In addition to that whole "education" thing they have going there.

------
ideamonk
College is a big lesson in time-management for me, these days i'm trying to
figure out ways to maximize the time I spend on side projects and work besides
managing good grades at college which eats 12 hrs a day.

Its gradually leading me to a routined life where I plan each day and loads of
sticky notes find their way on my wall :)

hmm... what about learning to collaborate and organize events, we can't do
that so easily, schools and colleges provide excellent opportunity for that!
:)

------
CalmQuiet
Well college _can_ expose you to good communication practices... For example:
remembering to spellcheck or even to proofread -- the latter helping with the
impression you make by adopting conventional presentations (like "business")
rather than idiosyncratic ones (like "businness") -- with possible benefits
for coding as well? ;)

------
jfarmer
Is there a word for when you improperly generalize your personal experience to
the whole human race?

My time at college was excellent for a number of reasons, and where I am today
is a direct result of decisions I made while studying there.

------
trapper
Fuck all education. Start your own business instead of going to preschool

------
jscn
For a guy who is apparently so pro-business, it's instructive to see another
post on his blog about how to pirate books (the post doesn't even involve an
interesting technical aspect, it's just "google for a pdf"). Apparently he is
of the opinion that people should pay him for the product of his business, but
he doen't need to pay other business owners for their products.

Perhaps a little education might have given him the critical thinking skills
to see the problem with this position.

------
ivanzhao
apparently he doesn't know how to REALLY learn in college yet (but it's fairly
tricky nowadays you have to admit)

------
kuvkir
the link doesn't work, redirects to kleko.si :((

------
TweedHeads
I agree. Don't waste time and money in college. Start your own business. But
keep yourself learning all your life. Online, business and management skills.
Offline, social skills, the power of word.

New times we're living, adapt and evolve.

──────────

● **PROBLEM 1**
In the forum thread above, which usernames appear at the head of a comment? List them in order.
The forum thread and the listing that follows it have nothing to do with each other.

● **PROVIDED MATERIAL**
──────────

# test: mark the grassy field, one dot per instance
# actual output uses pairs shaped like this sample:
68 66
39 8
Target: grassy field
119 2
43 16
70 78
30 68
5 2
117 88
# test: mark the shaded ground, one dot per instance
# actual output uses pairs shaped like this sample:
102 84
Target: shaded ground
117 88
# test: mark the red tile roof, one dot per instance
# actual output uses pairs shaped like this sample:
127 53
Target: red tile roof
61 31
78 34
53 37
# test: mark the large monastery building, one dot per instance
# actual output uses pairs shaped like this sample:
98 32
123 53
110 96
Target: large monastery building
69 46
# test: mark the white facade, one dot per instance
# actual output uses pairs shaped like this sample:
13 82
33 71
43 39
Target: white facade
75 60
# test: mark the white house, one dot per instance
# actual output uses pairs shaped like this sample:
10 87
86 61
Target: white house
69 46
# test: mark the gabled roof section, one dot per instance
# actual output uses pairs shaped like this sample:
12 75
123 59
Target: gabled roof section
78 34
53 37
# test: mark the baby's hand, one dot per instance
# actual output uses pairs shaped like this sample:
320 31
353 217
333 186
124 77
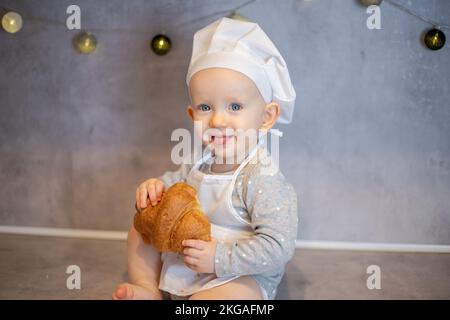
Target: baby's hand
152 188
199 255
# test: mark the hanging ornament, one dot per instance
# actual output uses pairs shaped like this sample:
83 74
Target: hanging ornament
371 2
237 16
85 42
434 39
160 44
12 22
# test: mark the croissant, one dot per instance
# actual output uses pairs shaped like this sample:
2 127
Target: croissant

──────────

● **PROBLEM 2**
Collect every line of the listing that contains the word "house".

● **EXERCISE RESULT 1**
ideamonk
CalmQuiet
jfarmer
trapper
jscn
ivanzhao
kuvkir
TweedHeads

● **EXERCISE RESULT 2**
# test: mark the white house, one dot per instance
Target: white house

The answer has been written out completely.